Task requirements: Only the lines from the one containing "stainless steel oven." through the end of the material are to be echoed, each exactly as it appears.

-- START OF Material supplied --

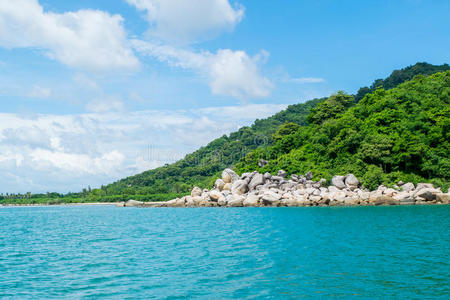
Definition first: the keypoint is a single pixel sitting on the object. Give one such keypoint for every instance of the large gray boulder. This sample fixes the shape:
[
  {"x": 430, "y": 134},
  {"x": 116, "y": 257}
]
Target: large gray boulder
[
  {"x": 215, "y": 195},
  {"x": 351, "y": 181},
  {"x": 229, "y": 176},
  {"x": 270, "y": 198},
  {"x": 257, "y": 179},
  {"x": 239, "y": 187},
  {"x": 408, "y": 187},
  {"x": 235, "y": 201},
  {"x": 219, "y": 184},
  {"x": 251, "y": 200},
  {"x": 282, "y": 173},
  {"x": 196, "y": 191},
  {"x": 338, "y": 181},
  {"x": 133, "y": 203}
]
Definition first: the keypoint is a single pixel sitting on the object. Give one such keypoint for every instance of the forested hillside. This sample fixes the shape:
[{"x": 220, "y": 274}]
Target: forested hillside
[
  {"x": 389, "y": 135},
  {"x": 379, "y": 134}
]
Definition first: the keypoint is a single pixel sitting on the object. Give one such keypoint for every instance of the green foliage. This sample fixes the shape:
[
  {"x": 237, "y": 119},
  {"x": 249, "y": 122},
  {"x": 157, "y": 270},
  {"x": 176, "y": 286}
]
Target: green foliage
[
  {"x": 330, "y": 108},
  {"x": 399, "y": 76},
  {"x": 399, "y": 134}
]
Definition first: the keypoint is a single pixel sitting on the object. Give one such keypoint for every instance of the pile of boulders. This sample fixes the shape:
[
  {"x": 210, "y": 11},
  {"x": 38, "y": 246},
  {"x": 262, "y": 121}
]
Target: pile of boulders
[{"x": 256, "y": 189}]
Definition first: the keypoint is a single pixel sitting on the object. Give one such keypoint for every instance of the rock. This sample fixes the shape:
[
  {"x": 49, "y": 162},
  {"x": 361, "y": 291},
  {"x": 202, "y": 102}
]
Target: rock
[
  {"x": 338, "y": 181},
  {"x": 239, "y": 187},
  {"x": 351, "y": 181},
  {"x": 389, "y": 192},
  {"x": 219, "y": 184},
  {"x": 302, "y": 201},
  {"x": 257, "y": 179},
  {"x": 333, "y": 189},
  {"x": 133, "y": 203},
  {"x": 282, "y": 173},
  {"x": 227, "y": 187},
  {"x": 351, "y": 200},
  {"x": 262, "y": 162},
  {"x": 277, "y": 178},
  {"x": 291, "y": 202},
  {"x": 338, "y": 196},
  {"x": 443, "y": 198},
  {"x": 229, "y": 176},
  {"x": 428, "y": 194},
  {"x": 196, "y": 200},
  {"x": 408, "y": 187},
  {"x": 267, "y": 175},
  {"x": 222, "y": 201},
  {"x": 424, "y": 185},
  {"x": 269, "y": 198},
  {"x": 196, "y": 191},
  {"x": 251, "y": 200},
  {"x": 215, "y": 195},
  {"x": 235, "y": 201},
  {"x": 385, "y": 200}
]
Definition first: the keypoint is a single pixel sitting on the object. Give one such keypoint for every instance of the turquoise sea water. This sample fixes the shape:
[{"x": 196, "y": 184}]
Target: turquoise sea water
[{"x": 216, "y": 253}]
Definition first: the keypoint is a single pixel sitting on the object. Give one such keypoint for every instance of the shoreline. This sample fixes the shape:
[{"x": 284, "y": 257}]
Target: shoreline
[{"x": 62, "y": 204}]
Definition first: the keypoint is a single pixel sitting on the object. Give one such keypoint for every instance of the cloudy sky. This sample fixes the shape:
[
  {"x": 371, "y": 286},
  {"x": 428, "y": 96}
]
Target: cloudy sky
[{"x": 95, "y": 90}]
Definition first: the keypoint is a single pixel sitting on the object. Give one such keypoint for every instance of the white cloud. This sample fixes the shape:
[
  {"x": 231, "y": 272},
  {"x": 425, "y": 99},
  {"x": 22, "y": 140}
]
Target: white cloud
[
  {"x": 229, "y": 73},
  {"x": 186, "y": 21},
  {"x": 307, "y": 80},
  {"x": 40, "y": 92},
  {"x": 68, "y": 152},
  {"x": 88, "y": 39},
  {"x": 105, "y": 105}
]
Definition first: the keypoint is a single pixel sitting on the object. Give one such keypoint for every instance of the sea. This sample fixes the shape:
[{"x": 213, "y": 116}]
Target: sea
[{"x": 108, "y": 252}]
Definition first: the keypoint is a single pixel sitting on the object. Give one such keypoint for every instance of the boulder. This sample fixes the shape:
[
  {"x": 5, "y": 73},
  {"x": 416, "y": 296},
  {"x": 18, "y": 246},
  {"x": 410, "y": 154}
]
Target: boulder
[
  {"x": 196, "y": 191},
  {"x": 257, "y": 179},
  {"x": 229, "y": 176},
  {"x": 385, "y": 200},
  {"x": 427, "y": 193},
  {"x": 338, "y": 181},
  {"x": 235, "y": 201},
  {"x": 215, "y": 195},
  {"x": 133, "y": 203},
  {"x": 351, "y": 181},
  {"x": 251, "y": 200},
  {"x": 219, "y": 184},
  {"x": 443, "y": 198},
  {"x": 262, "y": 162},
  {"x": 424, "y": 185},
  {"x": 408, "y": 187},
  {"x": 282, "y": 173},
  {"x": 270, "y": 198},
  {"x": 239, "y": 187}
]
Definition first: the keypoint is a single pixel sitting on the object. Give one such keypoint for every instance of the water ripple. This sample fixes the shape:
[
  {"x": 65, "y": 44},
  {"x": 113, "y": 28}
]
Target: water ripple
[{"x": 210, "y": 253}]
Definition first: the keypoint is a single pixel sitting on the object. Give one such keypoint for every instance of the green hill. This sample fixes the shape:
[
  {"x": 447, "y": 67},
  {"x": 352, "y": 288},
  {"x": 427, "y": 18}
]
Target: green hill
[
  {"x": 202, "y": 166},
  {"x": 389, "y": 135}
]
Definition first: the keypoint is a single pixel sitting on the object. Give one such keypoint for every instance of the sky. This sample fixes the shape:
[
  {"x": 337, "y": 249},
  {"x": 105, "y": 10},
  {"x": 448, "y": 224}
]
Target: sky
[{"x": 92, "y": 91}]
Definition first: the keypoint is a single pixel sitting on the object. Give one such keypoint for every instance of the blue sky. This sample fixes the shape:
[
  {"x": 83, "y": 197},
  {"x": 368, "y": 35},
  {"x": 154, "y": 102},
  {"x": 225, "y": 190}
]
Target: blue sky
[{"x": 87, "y": 86}]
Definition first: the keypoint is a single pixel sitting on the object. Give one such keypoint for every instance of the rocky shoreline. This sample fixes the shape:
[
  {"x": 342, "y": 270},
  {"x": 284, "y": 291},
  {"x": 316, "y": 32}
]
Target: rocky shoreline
[{"x": 266, "y": 190}]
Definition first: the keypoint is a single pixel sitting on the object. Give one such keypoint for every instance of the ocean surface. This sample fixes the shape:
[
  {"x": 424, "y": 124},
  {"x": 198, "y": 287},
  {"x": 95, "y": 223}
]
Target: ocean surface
[{"x": 223, "y": 253}]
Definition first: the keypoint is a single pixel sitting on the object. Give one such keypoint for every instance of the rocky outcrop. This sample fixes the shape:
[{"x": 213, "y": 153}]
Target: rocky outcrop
[{"x": 256, "y": 190}]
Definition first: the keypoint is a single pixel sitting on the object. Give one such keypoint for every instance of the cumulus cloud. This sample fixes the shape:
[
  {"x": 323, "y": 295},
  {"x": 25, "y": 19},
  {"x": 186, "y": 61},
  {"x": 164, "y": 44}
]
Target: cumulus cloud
[
  {"x": 187, "y": 21},
  {"x": 105, "y": 105},
  {"x": 88, "y": 39},
  {"x": 39, "y": 92},
  {"x": 307, "y": 80},
  {"x": 229, "y": 73},
  {"x": 69, "y": 152}
]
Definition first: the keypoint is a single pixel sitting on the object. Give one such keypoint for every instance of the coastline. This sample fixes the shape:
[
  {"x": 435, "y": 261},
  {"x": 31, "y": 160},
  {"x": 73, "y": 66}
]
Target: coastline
[{"x": 63, "y": 204}]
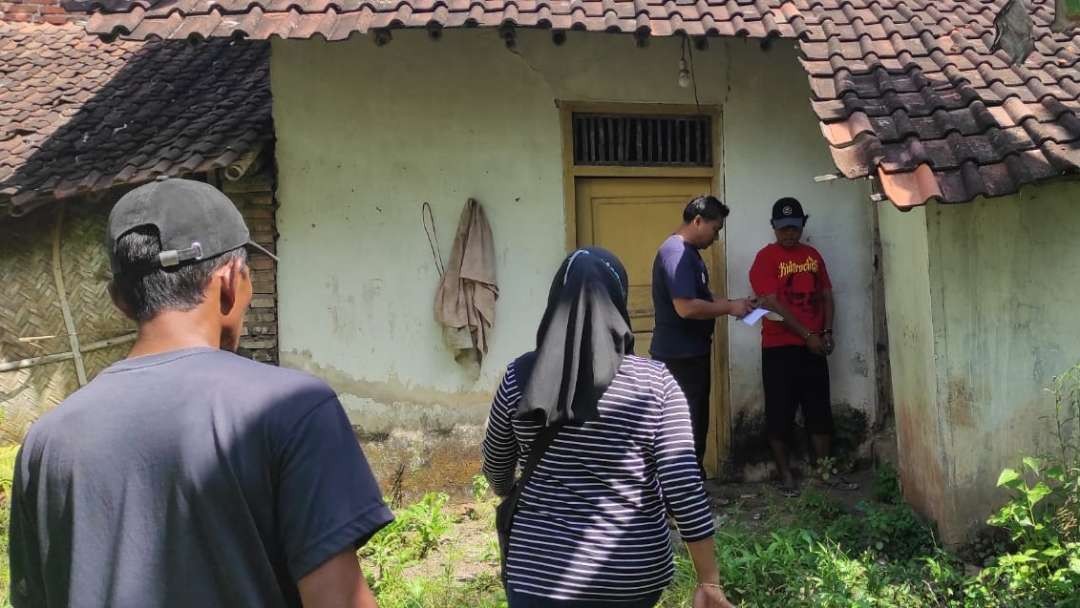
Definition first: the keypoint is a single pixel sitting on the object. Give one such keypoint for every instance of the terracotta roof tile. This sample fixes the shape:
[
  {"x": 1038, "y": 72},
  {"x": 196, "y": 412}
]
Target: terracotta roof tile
[
  {"x": 80, "y": 115},
  {"x": 907, "y": 91},
  {"x": 953, "y": 110}
]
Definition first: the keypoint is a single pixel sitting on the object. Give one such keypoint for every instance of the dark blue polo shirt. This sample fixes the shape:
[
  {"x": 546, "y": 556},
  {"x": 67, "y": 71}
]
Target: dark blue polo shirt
[{"x": 679, "y": 272}]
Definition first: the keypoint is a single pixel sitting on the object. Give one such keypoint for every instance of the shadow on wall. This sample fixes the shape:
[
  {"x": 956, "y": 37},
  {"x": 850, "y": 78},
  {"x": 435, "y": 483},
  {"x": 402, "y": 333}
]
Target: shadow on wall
[{"x": 752, "y": 459}]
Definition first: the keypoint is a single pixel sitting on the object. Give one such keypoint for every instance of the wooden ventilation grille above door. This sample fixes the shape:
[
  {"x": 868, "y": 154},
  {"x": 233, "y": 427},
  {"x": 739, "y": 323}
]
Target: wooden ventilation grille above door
[{"x": 643, "y": 140}]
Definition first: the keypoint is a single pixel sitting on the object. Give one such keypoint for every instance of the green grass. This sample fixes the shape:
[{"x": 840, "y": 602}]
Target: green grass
[
  {"x": 7, "y": 473},
  {"x": 810, "y": 553}
]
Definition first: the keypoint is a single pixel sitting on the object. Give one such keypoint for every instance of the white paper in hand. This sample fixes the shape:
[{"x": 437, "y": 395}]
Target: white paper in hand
[{"x": 754, "y": 316}]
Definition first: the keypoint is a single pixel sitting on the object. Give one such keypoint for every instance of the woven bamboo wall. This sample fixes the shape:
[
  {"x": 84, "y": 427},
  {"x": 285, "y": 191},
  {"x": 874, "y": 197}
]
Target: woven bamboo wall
[{"x": 30, "y": 304}]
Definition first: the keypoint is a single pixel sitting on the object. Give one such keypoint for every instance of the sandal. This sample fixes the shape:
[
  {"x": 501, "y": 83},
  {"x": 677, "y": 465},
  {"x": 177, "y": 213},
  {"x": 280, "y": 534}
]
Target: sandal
[
  {"x": 840, "y": 483},
  {"x": 786, "y": 490}
]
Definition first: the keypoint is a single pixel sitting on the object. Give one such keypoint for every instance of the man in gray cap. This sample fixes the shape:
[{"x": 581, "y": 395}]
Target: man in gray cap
[{"x": 186, "y": 475}]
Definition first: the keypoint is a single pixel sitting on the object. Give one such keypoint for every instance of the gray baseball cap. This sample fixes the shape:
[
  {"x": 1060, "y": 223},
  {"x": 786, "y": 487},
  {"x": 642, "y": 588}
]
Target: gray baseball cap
[{"x": 194, "y": 221}]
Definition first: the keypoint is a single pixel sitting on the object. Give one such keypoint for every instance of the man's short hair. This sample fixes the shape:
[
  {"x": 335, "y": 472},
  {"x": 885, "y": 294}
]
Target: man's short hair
[
  {"x": 707, "y": 206},
  {"x": 147, "y": 289}
]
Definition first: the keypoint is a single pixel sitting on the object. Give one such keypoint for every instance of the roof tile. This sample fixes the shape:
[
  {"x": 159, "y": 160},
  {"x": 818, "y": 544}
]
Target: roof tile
[{"x": 84, "y": 115}]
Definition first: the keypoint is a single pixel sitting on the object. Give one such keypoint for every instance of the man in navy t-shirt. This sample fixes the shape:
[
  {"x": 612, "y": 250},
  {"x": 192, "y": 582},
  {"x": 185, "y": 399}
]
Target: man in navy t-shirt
[
  {"x": 686, "y": 311},
  {"x": 186, "y": 475}
]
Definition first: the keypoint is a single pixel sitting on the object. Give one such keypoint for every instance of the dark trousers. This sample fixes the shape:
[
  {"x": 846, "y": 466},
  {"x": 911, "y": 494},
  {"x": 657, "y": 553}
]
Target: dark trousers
[
  {"x": 694, "y": 376},
  {"x": 525, "y": 600}
]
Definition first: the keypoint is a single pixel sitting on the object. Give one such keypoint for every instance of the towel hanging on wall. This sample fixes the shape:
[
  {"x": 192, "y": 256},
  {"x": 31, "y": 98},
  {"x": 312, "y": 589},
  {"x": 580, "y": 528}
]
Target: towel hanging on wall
[{"x": 464, "y": 302}]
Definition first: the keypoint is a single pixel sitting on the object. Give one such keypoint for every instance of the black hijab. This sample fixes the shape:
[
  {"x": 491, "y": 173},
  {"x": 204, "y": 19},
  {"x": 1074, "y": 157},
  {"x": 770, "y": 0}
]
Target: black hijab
[{"x": 582, "y": 338}]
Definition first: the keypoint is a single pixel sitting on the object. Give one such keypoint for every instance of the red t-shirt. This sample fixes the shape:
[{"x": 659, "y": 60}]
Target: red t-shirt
[{"x": 797, "y": 277}]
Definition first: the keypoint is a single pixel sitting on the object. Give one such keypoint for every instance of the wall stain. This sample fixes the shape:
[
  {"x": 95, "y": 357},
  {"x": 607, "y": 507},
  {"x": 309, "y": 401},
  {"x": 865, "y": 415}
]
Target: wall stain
[
  {"x": 390, "y": 392},
  {"x": 961, "y": 402}
]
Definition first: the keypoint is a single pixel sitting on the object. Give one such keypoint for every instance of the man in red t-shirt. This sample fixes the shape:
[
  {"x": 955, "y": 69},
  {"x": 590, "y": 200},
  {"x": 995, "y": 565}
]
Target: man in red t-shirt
[{"x": 791, "y": 279}]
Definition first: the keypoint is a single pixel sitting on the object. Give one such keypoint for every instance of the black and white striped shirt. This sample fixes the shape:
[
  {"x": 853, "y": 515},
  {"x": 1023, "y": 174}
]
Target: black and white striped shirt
[{"x": 591, "y": 523}]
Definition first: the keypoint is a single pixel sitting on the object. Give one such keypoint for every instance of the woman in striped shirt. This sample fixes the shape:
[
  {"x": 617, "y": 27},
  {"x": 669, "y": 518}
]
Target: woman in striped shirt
[{"x": 590, "y": 529}]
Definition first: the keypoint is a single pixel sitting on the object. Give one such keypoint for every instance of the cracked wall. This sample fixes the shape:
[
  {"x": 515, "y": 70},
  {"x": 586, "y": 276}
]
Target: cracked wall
[{"x": 367, "y": 134}]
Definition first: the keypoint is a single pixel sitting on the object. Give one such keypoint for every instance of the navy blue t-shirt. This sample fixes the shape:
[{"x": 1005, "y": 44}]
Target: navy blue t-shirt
[
  {"x": 679, "y": 272},
  {"x": 193, "y": 477}
]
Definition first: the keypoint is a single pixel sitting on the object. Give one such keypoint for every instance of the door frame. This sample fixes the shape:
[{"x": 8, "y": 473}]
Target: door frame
[{"x": 719, "y": 431}]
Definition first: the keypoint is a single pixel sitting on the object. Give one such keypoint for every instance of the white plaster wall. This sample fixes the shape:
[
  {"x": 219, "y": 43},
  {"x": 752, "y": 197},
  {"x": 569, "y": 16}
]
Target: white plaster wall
[
  {"x": 920, "y": 430},
  {"x": 1004, "y": 298},
  {"x": 367, "y": 134}
]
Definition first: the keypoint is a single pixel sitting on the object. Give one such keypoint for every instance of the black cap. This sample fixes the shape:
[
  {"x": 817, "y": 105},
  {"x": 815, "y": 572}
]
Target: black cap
[
  {"x": 787, "y": 213},
  {"x": 194, "y": 221}
]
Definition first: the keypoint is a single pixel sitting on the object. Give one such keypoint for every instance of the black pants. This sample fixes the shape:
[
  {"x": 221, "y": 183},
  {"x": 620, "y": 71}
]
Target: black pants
[
  {"x": 694, "y": 376},
  {"x": 795, "y": 378},
  {"x": 525, "y": 600}
]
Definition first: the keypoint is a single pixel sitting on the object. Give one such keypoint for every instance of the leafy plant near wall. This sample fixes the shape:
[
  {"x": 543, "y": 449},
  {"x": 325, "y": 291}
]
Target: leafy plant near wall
[
  {"x": 415, "y": 531},
  {"x": 1041, "y": 517}
]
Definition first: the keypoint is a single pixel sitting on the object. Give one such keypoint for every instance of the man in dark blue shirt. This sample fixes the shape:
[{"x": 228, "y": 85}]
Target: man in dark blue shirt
[
  {"x": 686, "y": 311},
  {"x": 186, "y": 475}
]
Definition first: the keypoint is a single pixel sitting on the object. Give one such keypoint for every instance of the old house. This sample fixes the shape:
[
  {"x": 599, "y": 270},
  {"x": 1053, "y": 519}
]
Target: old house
[
  {"x": 589, "y": 121},
  {"x": 81, "y": 122}
]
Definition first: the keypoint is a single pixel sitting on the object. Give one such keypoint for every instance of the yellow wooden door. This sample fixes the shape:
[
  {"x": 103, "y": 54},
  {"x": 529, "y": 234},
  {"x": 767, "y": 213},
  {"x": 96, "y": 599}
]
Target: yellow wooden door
[{"x": 631, "y": 217}]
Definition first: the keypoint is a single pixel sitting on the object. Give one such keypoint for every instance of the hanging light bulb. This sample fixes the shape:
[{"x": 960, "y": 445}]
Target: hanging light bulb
[{"x": 684, "y": 75}]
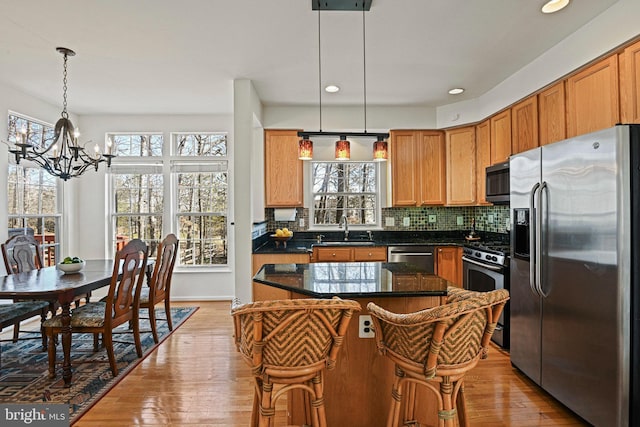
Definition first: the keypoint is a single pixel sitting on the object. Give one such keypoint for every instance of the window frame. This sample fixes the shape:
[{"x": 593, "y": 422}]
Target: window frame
[
  {"x": 169, "y": 164},
  {"x": 377, "y": 193}
]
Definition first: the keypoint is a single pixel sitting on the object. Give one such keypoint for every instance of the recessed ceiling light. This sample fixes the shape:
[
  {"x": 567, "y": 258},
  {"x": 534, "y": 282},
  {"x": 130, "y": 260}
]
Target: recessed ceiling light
[{"x": 554, "y": 6}]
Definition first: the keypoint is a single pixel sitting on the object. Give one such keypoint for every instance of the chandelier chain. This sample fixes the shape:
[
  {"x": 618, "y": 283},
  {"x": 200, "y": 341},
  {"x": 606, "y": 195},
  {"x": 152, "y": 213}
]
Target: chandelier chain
[
  {"x": 64, "y": 89},
  {"x": 364, "y": 66},
  {"x": 319, "y": 72}
]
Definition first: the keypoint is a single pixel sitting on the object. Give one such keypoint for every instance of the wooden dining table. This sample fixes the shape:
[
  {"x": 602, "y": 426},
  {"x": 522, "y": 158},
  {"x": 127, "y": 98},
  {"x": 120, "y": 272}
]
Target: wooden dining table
[{"x": 51, "y": 284}]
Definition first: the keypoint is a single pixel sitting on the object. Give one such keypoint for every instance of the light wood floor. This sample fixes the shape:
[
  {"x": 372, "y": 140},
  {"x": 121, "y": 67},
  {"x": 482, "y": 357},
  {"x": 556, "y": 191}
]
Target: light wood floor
[{"x": 196, "y": 377}]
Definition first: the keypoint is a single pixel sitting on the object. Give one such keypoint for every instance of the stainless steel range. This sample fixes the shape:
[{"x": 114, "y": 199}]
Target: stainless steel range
[{"x": 485, "y": 268}]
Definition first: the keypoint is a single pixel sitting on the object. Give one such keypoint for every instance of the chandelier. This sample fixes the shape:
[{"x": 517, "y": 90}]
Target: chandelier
[{"x": 61, "y": 155}]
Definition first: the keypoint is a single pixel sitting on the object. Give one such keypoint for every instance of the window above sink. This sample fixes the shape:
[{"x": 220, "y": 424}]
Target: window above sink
[{"x": 350, "y": 189}]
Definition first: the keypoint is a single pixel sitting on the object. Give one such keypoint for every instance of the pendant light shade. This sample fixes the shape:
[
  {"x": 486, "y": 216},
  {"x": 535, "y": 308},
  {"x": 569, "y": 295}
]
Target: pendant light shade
[
  {"x": 305, "y": 149},
  {"x": 343, "y": 149},
  {"x": 380, "y": 152}
]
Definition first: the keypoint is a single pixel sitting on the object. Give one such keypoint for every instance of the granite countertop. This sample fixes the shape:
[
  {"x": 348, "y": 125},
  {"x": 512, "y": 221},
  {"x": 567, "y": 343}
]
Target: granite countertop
[
  {"x": 304, "y": 241},
  {"x": 353, "y": 279}
]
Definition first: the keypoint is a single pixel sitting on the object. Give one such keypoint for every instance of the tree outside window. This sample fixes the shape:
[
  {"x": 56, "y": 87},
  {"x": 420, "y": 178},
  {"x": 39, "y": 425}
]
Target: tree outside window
[{"x": 347, "y": 189}]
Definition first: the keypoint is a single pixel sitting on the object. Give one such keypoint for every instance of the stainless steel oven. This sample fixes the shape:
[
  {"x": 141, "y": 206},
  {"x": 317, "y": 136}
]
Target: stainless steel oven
[
  {"x": 485, "y": 268},
  {"x": 418, "y": 255}
]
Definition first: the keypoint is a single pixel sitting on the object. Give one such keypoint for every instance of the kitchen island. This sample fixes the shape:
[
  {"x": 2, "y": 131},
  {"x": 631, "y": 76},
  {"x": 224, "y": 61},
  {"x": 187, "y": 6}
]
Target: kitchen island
[{"x": 358, "y": 390}]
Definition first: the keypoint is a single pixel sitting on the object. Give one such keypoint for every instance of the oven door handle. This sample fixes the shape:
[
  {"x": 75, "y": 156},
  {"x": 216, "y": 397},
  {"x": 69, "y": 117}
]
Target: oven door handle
[
  {"x": 481, "y": 264},
  {"x": 411, "y": 253}
]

-- END OF Material supplied --

Response to this task:
Definition first: the keypoint is a single pixel sitting on the object. Give one such keypoint for every instance of the stainless steel oven. This sample fixes the shape:
[
  {"x": 141, "y": 206},
  {"x": 317, "y": 136}
]
Target: stainless steel oven
[
  {"x": 485, "y": 268},
  {"x": 418, "y": 255}
]
Definition first: the keypoint is a single pixel sitting on the object. Give one such keypoint for every instance of the kitchen island. This sample fixes the shape:
[
  {"x": 2, "y": 131},
  {"x": 631, "y": 76},
  {"x": 224, "y": 61},
  {"x": 187, "y": 6}
]
Target: kitchen island
[{"x": 358, "y": 390}]
Definition first: the keypoint is a single pixel sitting on the object. Give one such keypoint for every instance of the oven door handle. This sample fixes the shape:
[
  {"x": 75, "y": 156},
  {"x": 216, "y": 397},
  {"x": 69, "y": 117}
]
Target: oven door handle
[
  {"x": 481, "y": 264},
  {"x": 411, "y": 253}
]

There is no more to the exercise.